Wednesday 19 September 2018

Photo-Art-Therapy



This is my most treasured camera, that I spent many years carrying and using. This
camera, along with an Olympus Trip and an old enlarger, were the tools the young people
used to undertake therapeutic photography with me, in a therapeutic community. This
activity provided the nudge to train as an Art Therapist.

As a child I had used the Canon's predecessor, a Russian Zenith B, to create constructed
images on cheap Eastern European slide film. I was amazed at how unquestioningly
adults would accept photographs as being 'OF' something 'REAL'. For me, with poor
eyesight, the photographs I took mediated the only way I ever saw a world both sharp and
made up of straight lines. Before photography I had a choice of 2 worlds, a blurred one or
one barrel distorted by strong spectacle lenses.

I worked for a time in that therapeutic community, using therapeutic photography, in
camera and darkroom, with adolescents to explore their world with them. The strength of
staff and residents' responses to these images, and to other art making, led me to apply to
train as an Art Therapist. The curator of this exhibition interviewed me and was surprised
to be presented with a portfolio of photographs. I funded myself to train by resuming
working as a freelance photographer during my training.

While training and in my first job after qualifying, I participated in family therapy and
realised the importance of images in the narratives we construct around our histories.
Photo-Art-Therapy has been a thread woven into my practice throughout. Initially
manipulating Polaroid images, photocopies, and creating collages with scissors and glue
were the primary photographic contributions. More recently digital devices from Nintendo
DSi to smart-phones have created any photographic dimensions of art psychotherapy
practice. Very few clients use photography and then only occasionally in sessions, but
often make images between sessions that will serve as catalysts to process in the hour in
the art therapy room.

→ Exercises to complete:
- a) In the photo-art-therapy text, which camera did the writer use as a child before the Canon?
- b) Reproduce the photo-art-therapy text word for word, from "This is my most" up to and including "to train as an Art Therapist.".

→ Information given:
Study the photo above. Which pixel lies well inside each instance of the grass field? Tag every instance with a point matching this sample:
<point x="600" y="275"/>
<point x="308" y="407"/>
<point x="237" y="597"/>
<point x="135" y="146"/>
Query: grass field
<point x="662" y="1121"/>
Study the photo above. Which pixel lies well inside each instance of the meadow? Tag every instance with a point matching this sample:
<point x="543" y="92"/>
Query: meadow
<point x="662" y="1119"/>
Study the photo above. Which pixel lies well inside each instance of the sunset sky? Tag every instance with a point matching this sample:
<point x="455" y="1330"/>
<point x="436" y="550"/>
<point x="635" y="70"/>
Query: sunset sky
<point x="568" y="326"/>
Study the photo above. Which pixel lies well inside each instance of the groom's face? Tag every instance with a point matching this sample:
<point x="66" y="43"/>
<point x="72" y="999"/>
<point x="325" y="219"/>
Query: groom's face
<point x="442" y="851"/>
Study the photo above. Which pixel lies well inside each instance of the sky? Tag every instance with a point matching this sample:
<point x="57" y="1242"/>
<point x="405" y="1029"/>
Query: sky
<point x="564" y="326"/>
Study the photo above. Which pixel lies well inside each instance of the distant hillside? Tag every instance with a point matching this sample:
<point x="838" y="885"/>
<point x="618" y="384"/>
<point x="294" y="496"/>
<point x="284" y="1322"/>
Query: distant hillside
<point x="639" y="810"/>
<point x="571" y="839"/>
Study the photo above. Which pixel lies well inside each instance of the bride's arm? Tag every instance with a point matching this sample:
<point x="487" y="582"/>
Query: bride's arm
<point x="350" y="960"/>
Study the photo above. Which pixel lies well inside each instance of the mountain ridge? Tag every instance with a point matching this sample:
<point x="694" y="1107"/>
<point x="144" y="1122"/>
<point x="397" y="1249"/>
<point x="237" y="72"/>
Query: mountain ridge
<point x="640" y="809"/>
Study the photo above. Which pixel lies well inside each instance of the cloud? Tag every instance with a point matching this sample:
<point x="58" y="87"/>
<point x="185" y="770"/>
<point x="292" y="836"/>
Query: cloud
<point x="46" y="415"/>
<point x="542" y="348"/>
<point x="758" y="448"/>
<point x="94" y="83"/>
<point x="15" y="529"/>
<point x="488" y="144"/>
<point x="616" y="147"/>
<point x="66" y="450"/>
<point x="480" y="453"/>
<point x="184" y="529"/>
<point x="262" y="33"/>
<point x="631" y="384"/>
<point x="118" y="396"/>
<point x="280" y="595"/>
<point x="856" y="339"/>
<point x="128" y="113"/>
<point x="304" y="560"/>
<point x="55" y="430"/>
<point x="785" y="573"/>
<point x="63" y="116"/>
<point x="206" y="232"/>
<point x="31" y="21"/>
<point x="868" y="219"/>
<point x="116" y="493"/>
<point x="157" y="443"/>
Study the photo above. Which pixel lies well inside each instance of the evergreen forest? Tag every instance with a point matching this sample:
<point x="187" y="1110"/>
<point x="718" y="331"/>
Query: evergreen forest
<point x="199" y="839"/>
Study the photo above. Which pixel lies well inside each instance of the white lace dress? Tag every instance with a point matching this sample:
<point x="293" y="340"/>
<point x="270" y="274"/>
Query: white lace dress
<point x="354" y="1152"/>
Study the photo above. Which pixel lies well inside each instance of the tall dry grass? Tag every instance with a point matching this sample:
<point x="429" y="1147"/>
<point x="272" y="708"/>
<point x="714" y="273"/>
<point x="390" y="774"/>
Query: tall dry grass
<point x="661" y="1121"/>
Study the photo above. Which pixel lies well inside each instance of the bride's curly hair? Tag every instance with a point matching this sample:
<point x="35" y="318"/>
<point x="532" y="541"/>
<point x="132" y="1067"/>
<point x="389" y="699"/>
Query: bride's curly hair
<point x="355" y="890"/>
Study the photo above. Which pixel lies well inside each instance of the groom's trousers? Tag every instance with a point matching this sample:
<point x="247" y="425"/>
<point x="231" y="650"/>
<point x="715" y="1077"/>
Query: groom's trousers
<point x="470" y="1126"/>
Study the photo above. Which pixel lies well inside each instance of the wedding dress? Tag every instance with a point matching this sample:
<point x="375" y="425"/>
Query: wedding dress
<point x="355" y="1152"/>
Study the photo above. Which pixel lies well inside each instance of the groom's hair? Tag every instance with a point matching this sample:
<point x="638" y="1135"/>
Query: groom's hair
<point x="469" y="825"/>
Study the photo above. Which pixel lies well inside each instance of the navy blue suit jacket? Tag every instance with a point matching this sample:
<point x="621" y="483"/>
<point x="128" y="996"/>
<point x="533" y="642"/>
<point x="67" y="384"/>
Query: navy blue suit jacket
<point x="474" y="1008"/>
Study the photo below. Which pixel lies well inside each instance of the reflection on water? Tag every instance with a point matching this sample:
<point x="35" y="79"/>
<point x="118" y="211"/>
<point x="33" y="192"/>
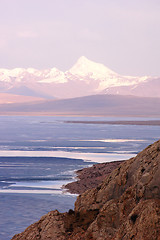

→ Solution set:
- a) A Russian Zenith B.

- b)
This is my most treasured camera, that I spent many years carrying and using. This
camera, along with an Olympus Trip and an old enlarger, were the tools the young people
used to undertake therapeutic photography with me, in a therapeutic community. This
activity provided the nudge to train as an Art Therapist.